## Your goal
Your output should be the records below, word for word and picture-free.
Segment Start: Data
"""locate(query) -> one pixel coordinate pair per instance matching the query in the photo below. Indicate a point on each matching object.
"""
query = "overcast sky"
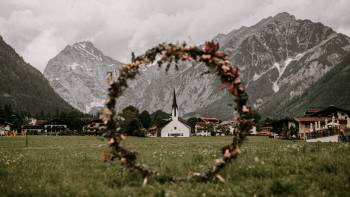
(39, 29)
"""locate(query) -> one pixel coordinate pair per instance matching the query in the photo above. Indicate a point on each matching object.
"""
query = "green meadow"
(73, 166)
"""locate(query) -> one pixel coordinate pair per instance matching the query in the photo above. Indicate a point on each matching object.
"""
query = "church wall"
(175, 128)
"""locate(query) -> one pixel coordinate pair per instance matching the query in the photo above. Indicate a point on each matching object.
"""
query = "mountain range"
(78, 74)
(287, 65)
(25, 88)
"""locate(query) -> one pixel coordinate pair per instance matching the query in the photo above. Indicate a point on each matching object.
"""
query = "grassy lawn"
(73, 166)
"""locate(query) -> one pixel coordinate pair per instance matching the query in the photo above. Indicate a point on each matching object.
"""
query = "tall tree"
(133, 127)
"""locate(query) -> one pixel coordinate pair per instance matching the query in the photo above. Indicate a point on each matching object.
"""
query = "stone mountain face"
(78, 74)
(25, 88)
(280, 58)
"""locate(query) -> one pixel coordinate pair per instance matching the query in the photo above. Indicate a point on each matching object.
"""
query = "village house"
(94, 127)
(5, 128)
(286, 126)
(265, 129)
(44, 127)
(326, 122)
(152, 132)
(176, 127)
(206, 126)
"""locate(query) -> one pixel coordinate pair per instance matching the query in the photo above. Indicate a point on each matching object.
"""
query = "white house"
(175, 128)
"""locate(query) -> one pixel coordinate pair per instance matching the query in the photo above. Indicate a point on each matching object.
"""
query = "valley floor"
(73, 166)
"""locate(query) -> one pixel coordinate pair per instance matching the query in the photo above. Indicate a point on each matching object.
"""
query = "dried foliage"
(172, 54)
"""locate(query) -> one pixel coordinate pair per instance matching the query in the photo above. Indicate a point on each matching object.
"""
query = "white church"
(175, 128)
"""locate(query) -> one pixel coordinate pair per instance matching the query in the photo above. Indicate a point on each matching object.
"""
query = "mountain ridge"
(24, 87)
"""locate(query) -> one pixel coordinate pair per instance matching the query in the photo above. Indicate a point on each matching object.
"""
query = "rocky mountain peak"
(78, 75)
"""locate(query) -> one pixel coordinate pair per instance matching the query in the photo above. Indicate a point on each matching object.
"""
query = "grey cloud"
(38, 29)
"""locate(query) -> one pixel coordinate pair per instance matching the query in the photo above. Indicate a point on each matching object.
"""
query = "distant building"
(284, 125)
(94, 127)
(5, 128)
(152, 132)
(44, 127)
(176, 127)
(206, 126)
(329, 121)
(265, 129)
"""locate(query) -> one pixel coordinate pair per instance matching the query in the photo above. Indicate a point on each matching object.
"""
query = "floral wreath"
(172, 54)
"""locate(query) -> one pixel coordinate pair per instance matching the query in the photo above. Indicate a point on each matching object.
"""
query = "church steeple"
(175, 113)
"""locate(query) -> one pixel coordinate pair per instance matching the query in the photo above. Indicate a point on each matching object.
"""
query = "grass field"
(73, 166)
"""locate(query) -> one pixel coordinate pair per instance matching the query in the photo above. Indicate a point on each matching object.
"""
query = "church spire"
(175, 108)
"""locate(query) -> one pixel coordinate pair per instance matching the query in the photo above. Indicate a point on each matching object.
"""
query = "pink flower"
(211, 47)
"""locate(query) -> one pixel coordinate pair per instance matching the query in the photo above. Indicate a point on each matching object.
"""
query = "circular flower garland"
(172, 54)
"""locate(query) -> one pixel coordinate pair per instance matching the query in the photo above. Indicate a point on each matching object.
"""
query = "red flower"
(211, 47)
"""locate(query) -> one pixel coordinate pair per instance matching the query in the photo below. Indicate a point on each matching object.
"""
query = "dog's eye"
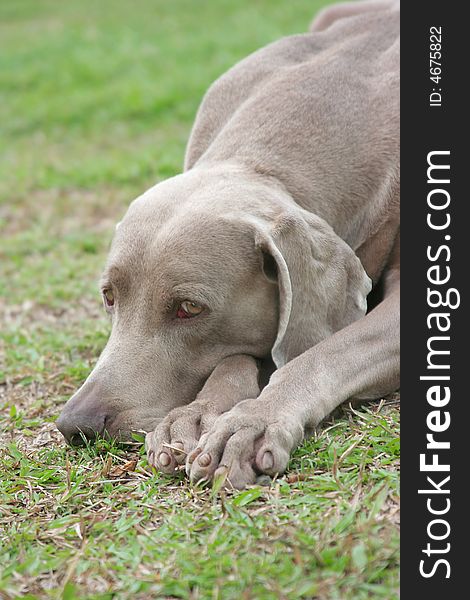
(189, 309)
(108, 296)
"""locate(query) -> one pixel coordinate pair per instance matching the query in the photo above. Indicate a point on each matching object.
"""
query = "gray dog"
(238, 289)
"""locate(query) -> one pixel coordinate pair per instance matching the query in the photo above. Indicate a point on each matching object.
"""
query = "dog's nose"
(80, 428)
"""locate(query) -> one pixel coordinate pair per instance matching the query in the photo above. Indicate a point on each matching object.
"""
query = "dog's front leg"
(234, 379)
(259, 434)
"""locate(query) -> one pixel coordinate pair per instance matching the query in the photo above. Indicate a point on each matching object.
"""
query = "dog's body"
(265, 246)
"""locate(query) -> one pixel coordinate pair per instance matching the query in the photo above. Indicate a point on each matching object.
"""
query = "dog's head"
(205, 266)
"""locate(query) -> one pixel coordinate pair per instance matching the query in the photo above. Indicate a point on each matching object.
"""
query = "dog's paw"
(177, 436)
(242, 444)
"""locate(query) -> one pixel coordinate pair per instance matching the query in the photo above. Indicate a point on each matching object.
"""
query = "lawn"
(96, 104)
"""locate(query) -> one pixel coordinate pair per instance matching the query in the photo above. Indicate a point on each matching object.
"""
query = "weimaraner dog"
(239, 290)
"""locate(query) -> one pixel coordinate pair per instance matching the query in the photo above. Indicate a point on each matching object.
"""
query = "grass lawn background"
(96, 103)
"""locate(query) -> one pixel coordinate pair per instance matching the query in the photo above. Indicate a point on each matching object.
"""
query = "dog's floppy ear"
(322, 284)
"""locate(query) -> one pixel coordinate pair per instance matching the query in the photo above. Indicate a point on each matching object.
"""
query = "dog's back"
(318, 111)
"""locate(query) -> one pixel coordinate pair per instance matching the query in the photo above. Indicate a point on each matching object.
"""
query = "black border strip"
(434, 127)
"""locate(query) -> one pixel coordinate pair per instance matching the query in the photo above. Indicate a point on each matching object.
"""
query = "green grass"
(96, 104)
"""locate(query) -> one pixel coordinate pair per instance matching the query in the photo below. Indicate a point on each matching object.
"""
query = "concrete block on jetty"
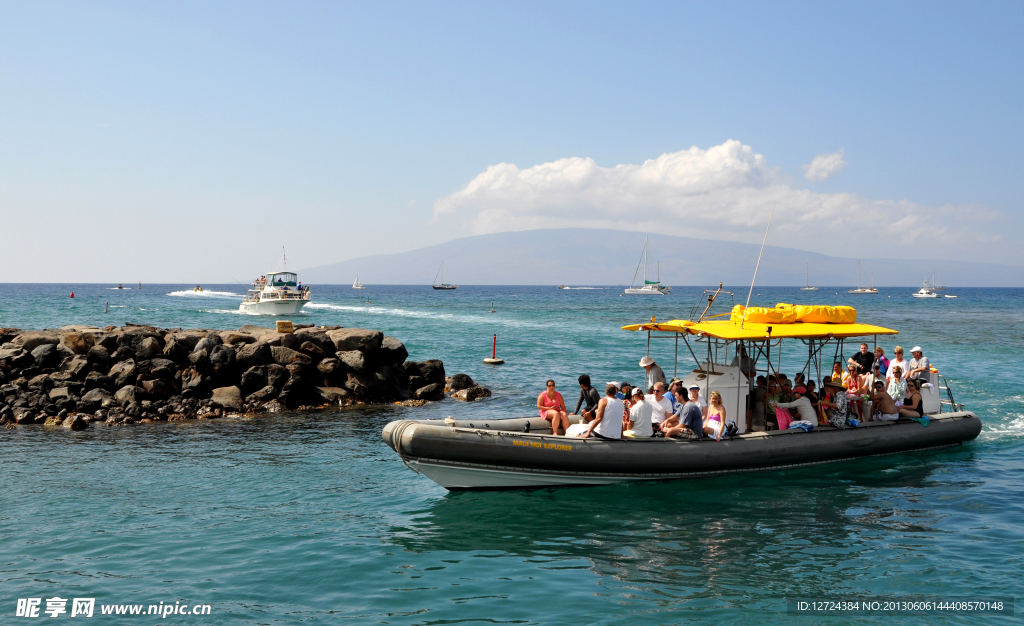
(74, 376)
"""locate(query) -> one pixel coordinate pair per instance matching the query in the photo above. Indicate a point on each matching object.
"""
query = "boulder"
(312, 350)
(159, 387)
(123, 373)
(128, 394)
(96, 399)
(286, 356)
(457, 382)
(208, 343)
(353, 360)
(227, 398)
(76, 422)
(254, 353)
(231, 337)
(392, 350)
(332, 395)
(263, 394)
(45, 355)
(276, 375)
(32, 339)
(147, 348)
(355, 339)
(253, 379)
(471, 393)
(200, 359)
(59, 393)
(98, 355)
(78, 342)
(77, 366)
(431, 391)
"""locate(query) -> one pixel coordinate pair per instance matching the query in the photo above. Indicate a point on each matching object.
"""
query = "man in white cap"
(919, 365)
(654, 373)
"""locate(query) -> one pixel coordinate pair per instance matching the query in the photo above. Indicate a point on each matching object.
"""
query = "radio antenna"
(743, 320)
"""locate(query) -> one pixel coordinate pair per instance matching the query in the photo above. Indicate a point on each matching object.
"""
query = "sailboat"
(808, 281)
(649, 287)
(859, 289)
(442, 284)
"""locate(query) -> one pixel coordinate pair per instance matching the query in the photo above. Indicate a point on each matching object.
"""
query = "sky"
(188, 142)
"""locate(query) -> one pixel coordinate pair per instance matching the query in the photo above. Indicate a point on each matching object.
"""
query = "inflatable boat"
(523, 453)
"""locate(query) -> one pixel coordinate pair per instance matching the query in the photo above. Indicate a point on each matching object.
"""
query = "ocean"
(309, 517)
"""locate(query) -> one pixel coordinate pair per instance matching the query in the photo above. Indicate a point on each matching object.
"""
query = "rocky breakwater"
Segment End: Data
## Result below
"""locate(query) -> one pixel coordinate pair per instance matching the query in the photo below. Indicate a point on each matching object.
"""
query = "overcast sky"
(39, 29)
"""locate(query) -> one pixel coordinate pair per instance matching the query in the photo above. Indicate a point on each matching object.
"""
query = "green meadow"
(73, 166)
"""locate(query) -> one pixel coordinate pair per instance matching the query in the photo above. Indicate a point on each matching object.
"""
query = "church wall"
(175, 128)
"""locate(query) -> one pixel coordinate pair per instance matching the query in the photo above. Indicate a point on each matching object.
"""
query = "mountain range"
(78, 74)
(287, 65)
(25, 88)
"""locate(query) -> one pixel coordinate pair per instance matching the query in the photo above. Indicate a point on each matching object.
"""
query = "grassy lawn"
(73, 166)
"""locate(query) -> one pixel coordinate pair per instance matching the query in the photo above. Indicate a point on each matching object.
"""
query = "tall tree"
(133, 127)
"""locate(query) -> one pixel coordinate pair per instance matching the query in the photo above. Indicate a point on each matching object.
"""
query = "stone mountain face"
(78, 74)
(25, 88)
(280, 58)
"""locate(query) -> one pixel coordinate pair per instance matching the query in the photo above. Indicate a point on each matching object.
"""
query = "village house"
(94, 127)
(5, 128)
(286, 126)
(265, 129)
(44, 127)
(326, 122)
(152, 132)
(176, 127)
(206, 126)
"""locate(query) -> one pixel coordinate pair per instance matching the query in the photo above. Indicate a point on each matching object.
"""
query = "white house"
(175, 128)
"""locate(query) -> one pixel coordinate pair per instance matching the query in the photo above. Indicate a point on each matching object.
"""
query = "valley floor"
(73, 166)
"""locate(query) -> one pixel coordinate pair per instance matching the query in the photo above. Indicate a point on each matching object.
"""
query = "dried foliage"
(172, 54)
"""locate(query) -> one pixel coordinate pair per instance matching the query in the photo above. Indicate a point on each matching object.
"""
query = "white church"
(175, 128)
"""locate(query) -> one pixel coordinate pair per instance matching the query in the photo above. Indicate a point on each matching object.
"""
query = "mountain ridge"
(24, 87)
"""locate(query) -> one pixel coordinate pair per instance matching the query in the photo above. Indicate a point on each matching object.
"""
query = "rocky mountain peak"
(78, 75)
"""locate(query) -> one pixel coordinate pair per instance matching the query in the photo above. Indicate a point on each matching object.
"""
query = "grey cloud"
(38, 29)
"""locate(query) -> one pixel coordinate pair per instance matching the query in the photo above. Indicate a point on each matching object.
"""
query = "distant building"
(284, 125)
(94, 127)
(5, 128)
(152, 132)
(44, 127)
(176, 127)
(206, 126)
(329, 121)
(265, 129)
"""locate(query) -> one pixel coordinate pair per instance matching the query in the photo above. Indicate a point on each matching object.
"""
query = "floral wreath"
(172, 54)
"""locate(query) -> one pixel coordinate pair per instance matching the query in the photo above. Indicate a point on each matching object.
"""
query = "church steeple"
(175, 113)
"""locate(query) -> one pixel coordinate pair per instance matching the query in the photo above. Indicate a point on each matching object.
"""
query = "grass field"
(73, 166)
"""locate(query) -> one pixel coordinate pair per instance matching the query in the photo above. Indicate a point on each matching object.
"""
query = "church spire"
(175, 108)
"""locate(query) -> one pixel coordinate pair per instance matching the query in the photo above. Indicate a point on each matching object.
"""
query = "pink flower"
(211, 47)
"""locate(query) -> one pixel coordinate pair per instance matching the query in the photo above. Indicate a point on each matching object.
"""
query = "circular flower garland"
(172, 54)
"""locate(query) -> one pixel coordinate pair per instance matching the query in the photo above. Indicate a point on each matching object.
"""
query = "red flower"
(211, 47)
"""locate(query) -> one pixel coordinate pair per instance matching the query in the photo below. Indicate a point on each matching object.
"""
query = "dog's eye"
(189, 309)
(108, 296)
"""locate(query) -> one pixel coordinate pair per instance matching the query in the photo above. Indicate a point on each matching object.
"""
query = "gray dog"
(238, 289)
"""locate(query) -> one pixel coordinate pair per instance matching the query in the photo above. Indicate a point on each matching object.
"""
query = "dog's nose"
(80, 428)
"""locate(query) -> one pixel coordinate pair per instance matching the query in the photo above. Indicate a point on each matching object.
"""
query = "dog's front leg"
(234, 379)
(259, 434)
"""locate(query) -> one pixel coordinate pair per instance matching the query in the photo above. Indicate a point on each matching object.
"""
query = "dog's body"
(265, 246)
"""locate(query) -> one pixel coordinate pair per instance matching the query in the photo above. Indicate a point on each matching object.
"""
query = "dog's head"
(205, 266)
"""locate(query) -> one pixel coordinate pair per instance matching the query in the photo above. Indicate a point on each matching object.
"""
query = "dog's paw"
(177, 436)
(242, 444)
"""locate(query) -> one pixel coordinate pair per instance matching the query in the photo above. Indicate a point on each matching object.
"""
query = "lawn"
(96, 104)
"""locate(query) -> one pixel coordinate pair per instance matching the query in the photo above. Indicate a point on each matching object.
"""
query = "weimaraner dog"
(239, 290)
"""locate(query) -> one pixel coordinate pair per instance matching the query in the photo above. Indicate a point on each matching object.
"""
query = "grass lawn background"
(96, 103)
"""locate(query) -> one pixel coordinate pair per instance matching the query in the photo above. Indicate a point on each matching object.
"""
query = "dog's floppy ear"
(322, 284)
"""locate(query) -> one pixel coordinate pair per instance matching the query in the photo above. Indicate a point on each matching object.
"""
query = "dog's back"
(318, 111)
"""locate(query) -> one pixel coordinate pair per instance matching the query in the photo above. Indicate a point on each matching object.
"""
query = "black border strip"
(434, 127)
"""locate(query) -> one pixel coordinate pair per instance matching the query in the photo above. Indicate a point on each matching object.
"""
query = "green grass"
(96, 104)
"""locate(query) -> one pixel coordinate pair per instance matching the query in the photo below. Indicate a point on each matching object.
"""
query = "concrete block on jetty"
(74, 376)
"""locate(query) -> one pixel coordinate pair per instance matching the query in the photo above. Indicate a point on each matching object.
"""
query = "boulder"
(312, 350)
(159, 387)
(123, 373)
(128, 394)
(96, 399)
(286, 356)
(457, 382)
(208, 343)
(353, 360)
(227, 398)
(76, 422)
(254, 353)
(231, 337)
(392, 350)
(332, 395)
(263, 394)
(45, 355)
(276, 375)
(32, 339)
(147, 348)
(355, 339)
(253, 379)
(471, 393)
(200, 359)
(59, 393)
(98, 355)
(78, 342)
(77, 366)
(431, 391)
"""locate(query) -> one pixel coordinate pair per instance matching the query in the photo above. Indicate a point on each matching object.
"""
query = "man in white cap"
(919, 365)
(654, 373)
"""locate(query) -> one pixel coordinate pair per instance matching the query in the photo above. Indicate a point on each matching object.
"""
query = "radio antenna"
(743, 320)
"""locate(query) -> one pixel coordinate pair per instance matching the query in the photo above. Indicate a point on each matching object.
"""
query = "sailboat"
(808, 281)
(649, 287)
(859, 289)
(442, 284)
"""locate(query) -> one pixel coordinate pair per instance matching the query in the photo above. Indicate a point on each matching object.
"""
query = "sky"
(188, 142)
"""locate(query) -> one pixel coordinate pair per instance matching the query in the photo above. Indicate a point on each matching object.
"""
query = "inflatable boat"
(523, 453)
"""locate(query) -> one pixel coordinate pair per instance matching the query in the photo above. Indicate a point on each matching object.
"""
query = "ocean"
(309, 517)
"""locate(query) -> one pixel coordinate pair per instance matching the query in the photo above. Indicate a point on each matching object.
"""
query = "rocky breakwater"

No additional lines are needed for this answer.